▼

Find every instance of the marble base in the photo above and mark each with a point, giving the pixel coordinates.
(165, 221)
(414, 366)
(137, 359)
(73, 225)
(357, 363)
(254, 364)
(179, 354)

▲

PROBLEM TO WORK ON: In full and without alteration, write out each record.

WORKED SOLUTION:
Find every instance of the marble base in the photo above and mark each with a point, giving the pixel coordinates.
(165, 221)
(414, 366)
(137, 359)
(73, 225)
(357, 363)
(254, 364)
(179, 354)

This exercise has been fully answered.